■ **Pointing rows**
::::

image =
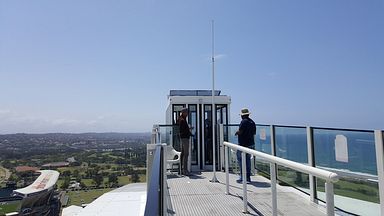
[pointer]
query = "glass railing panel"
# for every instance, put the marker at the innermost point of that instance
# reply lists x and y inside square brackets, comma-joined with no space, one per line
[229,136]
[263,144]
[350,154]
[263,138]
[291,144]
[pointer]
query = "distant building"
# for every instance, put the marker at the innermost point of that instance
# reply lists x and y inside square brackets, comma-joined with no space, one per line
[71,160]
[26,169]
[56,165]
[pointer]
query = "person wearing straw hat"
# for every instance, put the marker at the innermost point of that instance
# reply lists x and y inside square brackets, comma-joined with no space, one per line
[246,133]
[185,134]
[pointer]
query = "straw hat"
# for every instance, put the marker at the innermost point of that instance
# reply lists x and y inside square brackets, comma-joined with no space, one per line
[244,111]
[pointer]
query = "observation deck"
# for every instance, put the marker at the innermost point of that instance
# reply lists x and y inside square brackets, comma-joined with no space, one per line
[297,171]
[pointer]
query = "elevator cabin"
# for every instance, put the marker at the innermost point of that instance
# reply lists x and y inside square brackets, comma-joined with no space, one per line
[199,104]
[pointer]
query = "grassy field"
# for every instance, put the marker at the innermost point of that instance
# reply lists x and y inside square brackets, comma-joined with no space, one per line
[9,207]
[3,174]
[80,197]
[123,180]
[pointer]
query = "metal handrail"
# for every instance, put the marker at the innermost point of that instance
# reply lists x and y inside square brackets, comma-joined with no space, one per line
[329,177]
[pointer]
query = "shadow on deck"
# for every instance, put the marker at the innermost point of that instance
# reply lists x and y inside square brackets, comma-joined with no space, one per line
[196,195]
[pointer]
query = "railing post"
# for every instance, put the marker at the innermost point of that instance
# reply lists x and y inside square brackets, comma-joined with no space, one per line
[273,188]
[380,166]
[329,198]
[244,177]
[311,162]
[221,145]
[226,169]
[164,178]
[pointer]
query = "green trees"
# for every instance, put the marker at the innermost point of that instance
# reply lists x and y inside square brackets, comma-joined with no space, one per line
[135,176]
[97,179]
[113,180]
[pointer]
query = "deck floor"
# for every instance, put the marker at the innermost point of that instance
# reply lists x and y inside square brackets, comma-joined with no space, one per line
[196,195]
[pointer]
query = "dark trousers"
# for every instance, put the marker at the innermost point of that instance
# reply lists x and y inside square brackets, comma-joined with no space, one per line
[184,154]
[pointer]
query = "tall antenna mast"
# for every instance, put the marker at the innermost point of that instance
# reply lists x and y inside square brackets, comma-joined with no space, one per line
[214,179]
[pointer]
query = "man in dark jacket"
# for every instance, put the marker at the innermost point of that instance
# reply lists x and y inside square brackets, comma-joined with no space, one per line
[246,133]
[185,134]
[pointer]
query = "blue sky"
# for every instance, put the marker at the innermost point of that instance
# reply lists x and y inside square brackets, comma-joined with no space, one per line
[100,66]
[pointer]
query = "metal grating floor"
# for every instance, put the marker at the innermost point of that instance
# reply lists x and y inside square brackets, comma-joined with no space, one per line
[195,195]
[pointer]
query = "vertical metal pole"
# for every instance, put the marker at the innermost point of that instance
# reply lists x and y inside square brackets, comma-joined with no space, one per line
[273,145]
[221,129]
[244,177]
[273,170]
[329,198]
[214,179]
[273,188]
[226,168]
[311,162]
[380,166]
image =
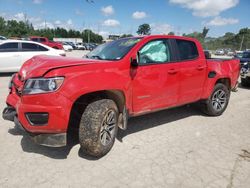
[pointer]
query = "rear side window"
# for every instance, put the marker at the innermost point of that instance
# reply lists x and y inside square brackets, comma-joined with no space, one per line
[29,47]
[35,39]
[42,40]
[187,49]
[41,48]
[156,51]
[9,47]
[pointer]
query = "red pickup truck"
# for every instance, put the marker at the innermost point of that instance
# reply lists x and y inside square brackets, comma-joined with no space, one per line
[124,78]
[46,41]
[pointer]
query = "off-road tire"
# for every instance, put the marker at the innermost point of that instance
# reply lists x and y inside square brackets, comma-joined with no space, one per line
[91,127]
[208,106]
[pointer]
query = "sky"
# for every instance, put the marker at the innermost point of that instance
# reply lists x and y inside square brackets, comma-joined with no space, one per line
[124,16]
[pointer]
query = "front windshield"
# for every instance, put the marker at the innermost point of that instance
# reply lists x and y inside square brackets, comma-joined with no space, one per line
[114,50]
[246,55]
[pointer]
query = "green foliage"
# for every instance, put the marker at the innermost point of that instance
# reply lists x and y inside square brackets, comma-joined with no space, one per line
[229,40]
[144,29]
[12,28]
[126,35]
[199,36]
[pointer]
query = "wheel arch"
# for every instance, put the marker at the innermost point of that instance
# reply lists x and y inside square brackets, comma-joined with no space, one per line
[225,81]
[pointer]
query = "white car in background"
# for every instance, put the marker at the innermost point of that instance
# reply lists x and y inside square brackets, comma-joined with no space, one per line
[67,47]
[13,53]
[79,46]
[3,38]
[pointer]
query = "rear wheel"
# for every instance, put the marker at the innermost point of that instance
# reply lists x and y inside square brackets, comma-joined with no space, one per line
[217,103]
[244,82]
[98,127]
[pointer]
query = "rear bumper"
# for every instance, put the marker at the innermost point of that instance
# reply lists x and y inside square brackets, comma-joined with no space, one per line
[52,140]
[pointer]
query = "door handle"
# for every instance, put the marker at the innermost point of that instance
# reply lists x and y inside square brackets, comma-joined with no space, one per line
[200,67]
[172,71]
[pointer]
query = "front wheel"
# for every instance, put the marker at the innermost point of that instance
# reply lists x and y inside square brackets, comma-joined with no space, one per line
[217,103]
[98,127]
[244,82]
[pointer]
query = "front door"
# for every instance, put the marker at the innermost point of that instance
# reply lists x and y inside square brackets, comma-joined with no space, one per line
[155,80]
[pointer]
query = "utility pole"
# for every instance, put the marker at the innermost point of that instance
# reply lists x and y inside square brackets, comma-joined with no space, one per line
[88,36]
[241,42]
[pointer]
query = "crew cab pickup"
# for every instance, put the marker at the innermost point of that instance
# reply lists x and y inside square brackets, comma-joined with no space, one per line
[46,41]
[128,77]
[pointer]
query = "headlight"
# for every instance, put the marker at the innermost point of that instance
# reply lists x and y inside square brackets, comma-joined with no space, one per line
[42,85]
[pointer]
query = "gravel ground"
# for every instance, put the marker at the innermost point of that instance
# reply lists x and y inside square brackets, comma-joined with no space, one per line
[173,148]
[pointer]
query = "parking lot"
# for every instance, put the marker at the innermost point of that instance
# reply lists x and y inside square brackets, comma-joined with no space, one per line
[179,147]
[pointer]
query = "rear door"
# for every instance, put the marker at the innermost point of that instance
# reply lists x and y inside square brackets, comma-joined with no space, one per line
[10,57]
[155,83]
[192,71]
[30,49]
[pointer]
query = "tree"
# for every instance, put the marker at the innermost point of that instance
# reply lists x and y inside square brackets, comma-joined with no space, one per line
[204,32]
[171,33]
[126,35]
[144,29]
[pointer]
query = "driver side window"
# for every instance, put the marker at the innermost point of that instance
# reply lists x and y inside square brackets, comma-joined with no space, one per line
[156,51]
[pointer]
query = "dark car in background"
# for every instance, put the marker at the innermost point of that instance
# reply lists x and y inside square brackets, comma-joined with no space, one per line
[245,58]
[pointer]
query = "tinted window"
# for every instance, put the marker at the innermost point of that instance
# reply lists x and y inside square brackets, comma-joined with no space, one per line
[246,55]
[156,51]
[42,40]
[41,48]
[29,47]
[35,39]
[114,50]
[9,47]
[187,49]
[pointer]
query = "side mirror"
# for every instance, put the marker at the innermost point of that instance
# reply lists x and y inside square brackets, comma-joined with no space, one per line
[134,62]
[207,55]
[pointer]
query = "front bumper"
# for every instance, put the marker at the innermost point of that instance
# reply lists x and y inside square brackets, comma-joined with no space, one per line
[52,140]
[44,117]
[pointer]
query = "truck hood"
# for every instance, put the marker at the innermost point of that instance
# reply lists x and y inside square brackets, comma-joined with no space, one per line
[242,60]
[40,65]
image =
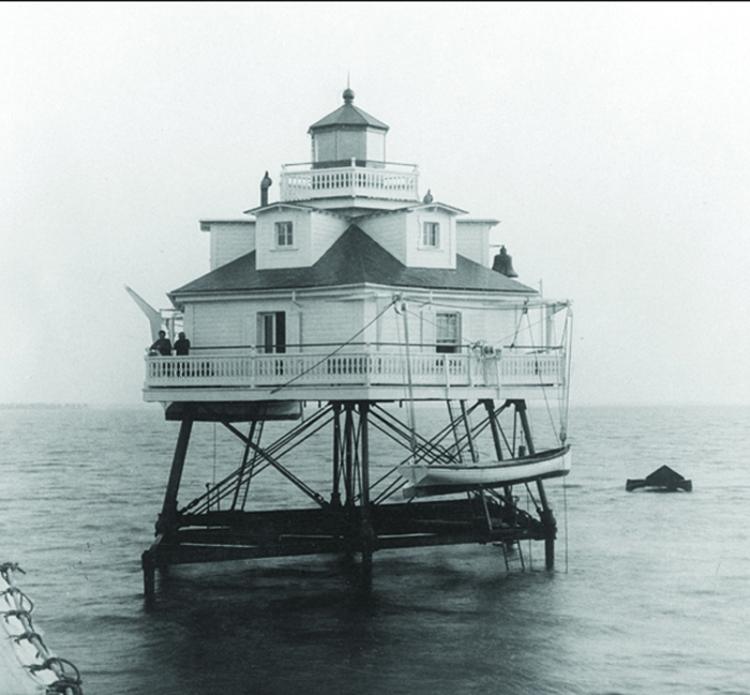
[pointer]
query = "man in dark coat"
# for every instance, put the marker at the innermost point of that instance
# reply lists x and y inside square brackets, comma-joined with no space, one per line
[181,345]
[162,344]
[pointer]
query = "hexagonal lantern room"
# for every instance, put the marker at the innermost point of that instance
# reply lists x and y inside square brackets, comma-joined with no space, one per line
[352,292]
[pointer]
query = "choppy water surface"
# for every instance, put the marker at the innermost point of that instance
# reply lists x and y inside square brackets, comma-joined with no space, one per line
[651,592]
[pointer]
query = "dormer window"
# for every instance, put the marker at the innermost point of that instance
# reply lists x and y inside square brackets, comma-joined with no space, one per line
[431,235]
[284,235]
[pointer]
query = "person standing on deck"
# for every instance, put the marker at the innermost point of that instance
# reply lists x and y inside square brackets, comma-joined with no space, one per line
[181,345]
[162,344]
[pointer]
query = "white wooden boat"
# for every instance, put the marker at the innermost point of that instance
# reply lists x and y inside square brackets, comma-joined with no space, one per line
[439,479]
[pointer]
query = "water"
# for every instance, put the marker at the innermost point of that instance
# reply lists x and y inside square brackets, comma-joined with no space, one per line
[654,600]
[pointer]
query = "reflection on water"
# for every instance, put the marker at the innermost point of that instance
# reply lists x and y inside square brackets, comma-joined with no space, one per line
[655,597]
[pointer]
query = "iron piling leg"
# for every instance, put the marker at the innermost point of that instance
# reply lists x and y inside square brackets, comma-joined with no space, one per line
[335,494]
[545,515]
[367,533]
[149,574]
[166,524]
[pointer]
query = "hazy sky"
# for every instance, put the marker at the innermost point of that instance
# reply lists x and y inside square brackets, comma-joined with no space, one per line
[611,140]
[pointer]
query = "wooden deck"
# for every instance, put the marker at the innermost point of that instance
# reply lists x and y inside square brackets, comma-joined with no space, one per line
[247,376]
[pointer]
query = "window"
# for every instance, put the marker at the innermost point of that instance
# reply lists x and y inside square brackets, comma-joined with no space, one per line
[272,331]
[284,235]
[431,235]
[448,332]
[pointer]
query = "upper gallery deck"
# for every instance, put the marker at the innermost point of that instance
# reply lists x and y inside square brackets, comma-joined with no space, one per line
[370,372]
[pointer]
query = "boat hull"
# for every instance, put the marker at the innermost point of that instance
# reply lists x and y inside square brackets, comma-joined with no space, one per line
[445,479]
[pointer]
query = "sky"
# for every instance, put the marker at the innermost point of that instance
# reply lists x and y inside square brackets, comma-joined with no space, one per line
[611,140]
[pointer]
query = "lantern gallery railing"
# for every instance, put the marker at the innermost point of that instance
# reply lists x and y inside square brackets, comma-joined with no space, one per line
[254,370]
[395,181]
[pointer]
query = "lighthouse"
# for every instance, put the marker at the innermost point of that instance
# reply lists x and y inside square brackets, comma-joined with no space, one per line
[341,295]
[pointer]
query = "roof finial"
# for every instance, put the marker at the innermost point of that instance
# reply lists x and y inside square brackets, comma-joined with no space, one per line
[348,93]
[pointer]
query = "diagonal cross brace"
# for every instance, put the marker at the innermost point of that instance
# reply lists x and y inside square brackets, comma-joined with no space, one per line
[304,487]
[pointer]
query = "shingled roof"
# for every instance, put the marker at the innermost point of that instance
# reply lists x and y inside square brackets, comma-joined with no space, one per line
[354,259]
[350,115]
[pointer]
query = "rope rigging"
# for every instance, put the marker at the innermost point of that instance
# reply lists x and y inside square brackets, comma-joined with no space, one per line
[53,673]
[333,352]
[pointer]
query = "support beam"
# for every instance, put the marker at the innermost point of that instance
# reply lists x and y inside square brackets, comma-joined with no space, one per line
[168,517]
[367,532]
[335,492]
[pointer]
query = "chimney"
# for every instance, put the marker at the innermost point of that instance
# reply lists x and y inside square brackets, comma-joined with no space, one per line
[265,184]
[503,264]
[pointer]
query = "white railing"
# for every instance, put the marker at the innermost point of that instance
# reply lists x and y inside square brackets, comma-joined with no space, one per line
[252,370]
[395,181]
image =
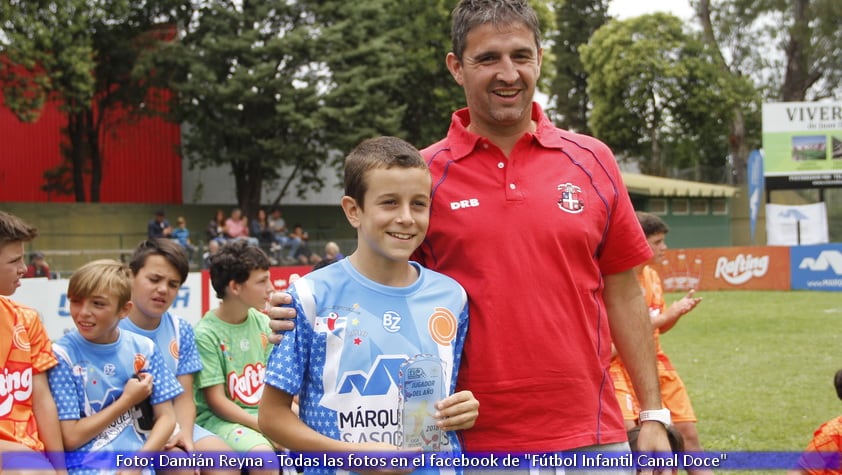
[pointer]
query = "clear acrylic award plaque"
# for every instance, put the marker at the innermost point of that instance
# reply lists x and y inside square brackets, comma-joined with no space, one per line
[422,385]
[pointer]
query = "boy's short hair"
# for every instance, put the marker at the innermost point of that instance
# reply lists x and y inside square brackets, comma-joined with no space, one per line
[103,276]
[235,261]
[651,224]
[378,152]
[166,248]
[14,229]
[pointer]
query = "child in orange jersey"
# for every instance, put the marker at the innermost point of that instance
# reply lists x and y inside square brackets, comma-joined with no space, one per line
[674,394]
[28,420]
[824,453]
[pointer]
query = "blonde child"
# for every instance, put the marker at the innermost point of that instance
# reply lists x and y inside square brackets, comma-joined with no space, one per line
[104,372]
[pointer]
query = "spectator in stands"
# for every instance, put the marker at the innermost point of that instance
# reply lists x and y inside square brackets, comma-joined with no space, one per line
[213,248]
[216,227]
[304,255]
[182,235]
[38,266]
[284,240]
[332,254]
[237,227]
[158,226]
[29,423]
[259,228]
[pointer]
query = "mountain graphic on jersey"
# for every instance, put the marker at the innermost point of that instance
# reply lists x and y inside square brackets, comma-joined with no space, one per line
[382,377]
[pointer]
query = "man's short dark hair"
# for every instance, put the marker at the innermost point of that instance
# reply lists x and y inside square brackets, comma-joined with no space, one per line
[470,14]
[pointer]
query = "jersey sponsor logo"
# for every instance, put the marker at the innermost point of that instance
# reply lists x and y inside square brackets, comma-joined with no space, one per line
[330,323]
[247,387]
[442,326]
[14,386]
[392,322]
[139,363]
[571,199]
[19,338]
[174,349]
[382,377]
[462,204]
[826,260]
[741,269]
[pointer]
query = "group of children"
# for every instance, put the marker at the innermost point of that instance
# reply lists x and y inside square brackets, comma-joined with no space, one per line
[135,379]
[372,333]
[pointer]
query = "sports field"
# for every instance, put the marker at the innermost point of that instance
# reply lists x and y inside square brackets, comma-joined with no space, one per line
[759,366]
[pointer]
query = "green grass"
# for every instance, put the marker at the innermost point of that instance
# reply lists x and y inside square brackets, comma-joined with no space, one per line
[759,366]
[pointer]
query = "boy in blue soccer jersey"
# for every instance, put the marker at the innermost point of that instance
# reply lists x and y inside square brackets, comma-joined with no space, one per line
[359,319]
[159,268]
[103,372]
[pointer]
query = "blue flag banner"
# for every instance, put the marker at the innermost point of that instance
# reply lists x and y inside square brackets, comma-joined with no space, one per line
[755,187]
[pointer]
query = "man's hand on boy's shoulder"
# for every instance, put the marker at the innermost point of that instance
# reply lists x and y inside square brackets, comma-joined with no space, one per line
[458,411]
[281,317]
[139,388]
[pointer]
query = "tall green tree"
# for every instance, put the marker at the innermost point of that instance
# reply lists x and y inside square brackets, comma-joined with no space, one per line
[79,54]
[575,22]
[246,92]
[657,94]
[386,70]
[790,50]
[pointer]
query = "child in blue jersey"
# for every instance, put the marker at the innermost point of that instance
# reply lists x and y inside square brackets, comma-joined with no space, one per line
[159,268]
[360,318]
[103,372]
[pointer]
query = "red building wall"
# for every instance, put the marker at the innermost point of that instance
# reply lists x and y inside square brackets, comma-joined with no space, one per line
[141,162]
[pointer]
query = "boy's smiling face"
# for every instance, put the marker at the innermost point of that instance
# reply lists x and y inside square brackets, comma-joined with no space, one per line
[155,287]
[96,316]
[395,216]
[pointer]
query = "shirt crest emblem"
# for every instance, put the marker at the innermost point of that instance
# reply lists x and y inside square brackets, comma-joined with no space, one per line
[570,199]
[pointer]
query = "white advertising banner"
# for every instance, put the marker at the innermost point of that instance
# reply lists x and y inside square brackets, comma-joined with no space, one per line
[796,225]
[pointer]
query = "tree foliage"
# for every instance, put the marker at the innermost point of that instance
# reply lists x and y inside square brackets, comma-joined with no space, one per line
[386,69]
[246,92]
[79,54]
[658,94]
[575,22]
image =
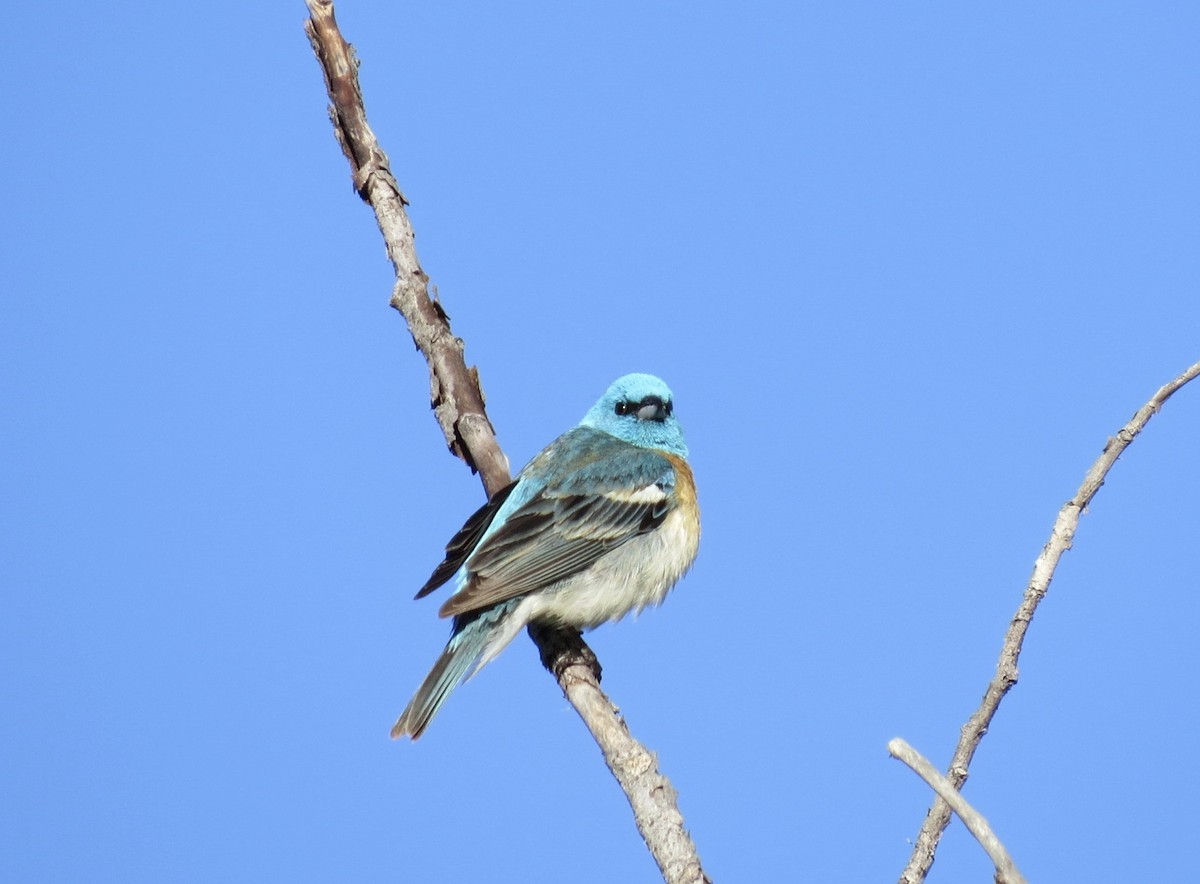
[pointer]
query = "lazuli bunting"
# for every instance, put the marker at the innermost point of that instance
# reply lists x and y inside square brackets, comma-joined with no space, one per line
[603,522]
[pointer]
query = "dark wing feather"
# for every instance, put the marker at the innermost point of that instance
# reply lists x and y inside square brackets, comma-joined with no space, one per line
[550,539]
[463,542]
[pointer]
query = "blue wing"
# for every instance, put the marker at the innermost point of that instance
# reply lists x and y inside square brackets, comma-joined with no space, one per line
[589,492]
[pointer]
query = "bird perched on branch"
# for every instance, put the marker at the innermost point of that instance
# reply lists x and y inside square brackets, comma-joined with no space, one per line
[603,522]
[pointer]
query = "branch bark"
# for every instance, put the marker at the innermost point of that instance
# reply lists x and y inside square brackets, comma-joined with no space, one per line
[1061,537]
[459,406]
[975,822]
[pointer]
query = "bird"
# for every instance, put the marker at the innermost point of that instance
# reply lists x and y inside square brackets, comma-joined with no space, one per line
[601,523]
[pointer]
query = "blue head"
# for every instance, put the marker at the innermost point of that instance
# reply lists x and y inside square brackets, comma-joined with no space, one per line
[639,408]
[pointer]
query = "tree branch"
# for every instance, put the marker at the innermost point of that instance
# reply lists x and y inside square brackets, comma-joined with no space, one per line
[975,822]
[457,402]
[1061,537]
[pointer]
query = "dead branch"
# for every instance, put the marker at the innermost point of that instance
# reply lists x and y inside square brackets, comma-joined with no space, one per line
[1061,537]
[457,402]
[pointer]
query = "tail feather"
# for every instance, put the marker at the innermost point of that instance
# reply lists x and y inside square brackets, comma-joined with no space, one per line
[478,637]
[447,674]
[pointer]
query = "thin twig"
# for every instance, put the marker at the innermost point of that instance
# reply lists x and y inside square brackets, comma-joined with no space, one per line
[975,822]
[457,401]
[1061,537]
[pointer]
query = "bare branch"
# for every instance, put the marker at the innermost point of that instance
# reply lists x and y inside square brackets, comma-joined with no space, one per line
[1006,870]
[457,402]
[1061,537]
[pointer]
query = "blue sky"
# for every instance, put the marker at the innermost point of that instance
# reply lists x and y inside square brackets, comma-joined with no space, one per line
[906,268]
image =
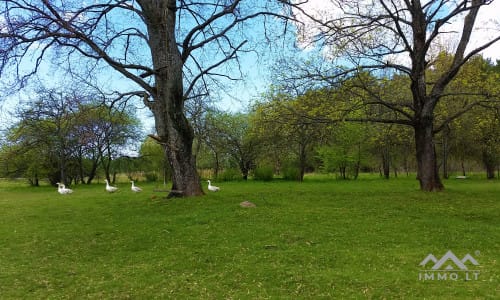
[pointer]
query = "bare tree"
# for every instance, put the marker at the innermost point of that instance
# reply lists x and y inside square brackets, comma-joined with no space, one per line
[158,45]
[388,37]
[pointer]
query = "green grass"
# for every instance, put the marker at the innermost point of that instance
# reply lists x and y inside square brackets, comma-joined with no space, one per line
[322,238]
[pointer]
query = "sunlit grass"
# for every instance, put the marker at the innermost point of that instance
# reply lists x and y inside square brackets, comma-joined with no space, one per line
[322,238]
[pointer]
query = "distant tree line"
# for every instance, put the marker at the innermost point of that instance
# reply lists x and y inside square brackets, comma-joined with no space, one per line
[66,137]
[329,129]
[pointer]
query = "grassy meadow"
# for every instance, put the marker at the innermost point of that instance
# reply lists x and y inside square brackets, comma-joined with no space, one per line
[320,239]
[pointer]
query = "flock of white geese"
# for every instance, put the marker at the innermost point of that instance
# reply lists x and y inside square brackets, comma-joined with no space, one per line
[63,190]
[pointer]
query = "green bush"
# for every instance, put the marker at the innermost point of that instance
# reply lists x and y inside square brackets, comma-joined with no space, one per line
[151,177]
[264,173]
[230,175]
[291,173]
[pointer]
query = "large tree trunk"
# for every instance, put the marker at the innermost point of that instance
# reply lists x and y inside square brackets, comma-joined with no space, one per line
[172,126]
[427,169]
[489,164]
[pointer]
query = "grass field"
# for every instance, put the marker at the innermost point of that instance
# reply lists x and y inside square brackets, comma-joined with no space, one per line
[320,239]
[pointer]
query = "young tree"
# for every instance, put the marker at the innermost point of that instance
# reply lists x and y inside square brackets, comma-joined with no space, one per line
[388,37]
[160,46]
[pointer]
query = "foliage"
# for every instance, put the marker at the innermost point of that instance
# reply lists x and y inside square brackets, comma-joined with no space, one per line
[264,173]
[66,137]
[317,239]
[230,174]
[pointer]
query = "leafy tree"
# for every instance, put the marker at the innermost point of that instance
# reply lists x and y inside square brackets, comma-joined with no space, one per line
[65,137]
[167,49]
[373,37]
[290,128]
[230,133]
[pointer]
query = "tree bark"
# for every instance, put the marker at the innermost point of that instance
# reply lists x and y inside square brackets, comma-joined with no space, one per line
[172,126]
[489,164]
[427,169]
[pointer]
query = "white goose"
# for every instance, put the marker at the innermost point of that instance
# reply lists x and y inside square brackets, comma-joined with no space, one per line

::::

■ **Given exercise**
Locate each line in the rows above that contains the string "truck" and copy it, matching case exactly.

■ **The completed task**
query = "red pickup truck"
query = "truck hood"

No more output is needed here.